- WHAT TO PRODUCE: Format every line of the rows below as a Markdown table with the columns No. and Line, numbering the lines in order and omitting blank ones. Leave the pictures out.

- GIVEN DATA:
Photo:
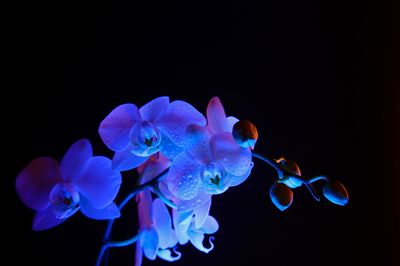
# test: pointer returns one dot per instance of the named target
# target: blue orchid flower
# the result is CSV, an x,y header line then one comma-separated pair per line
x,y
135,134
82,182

- REPLY:
| No. | Line |
|---|---|
| 1 | Photo: |
| 2 | # test: pointer returns one dot per instance of the named target |
| 3 | # target: blue orchid flower |
| 4 | # the result is CSV, an x,y header line then one comma-separated pair per line |
| 5 | x,y |
| 6 | 135,134 |
| 7 | 82,182 |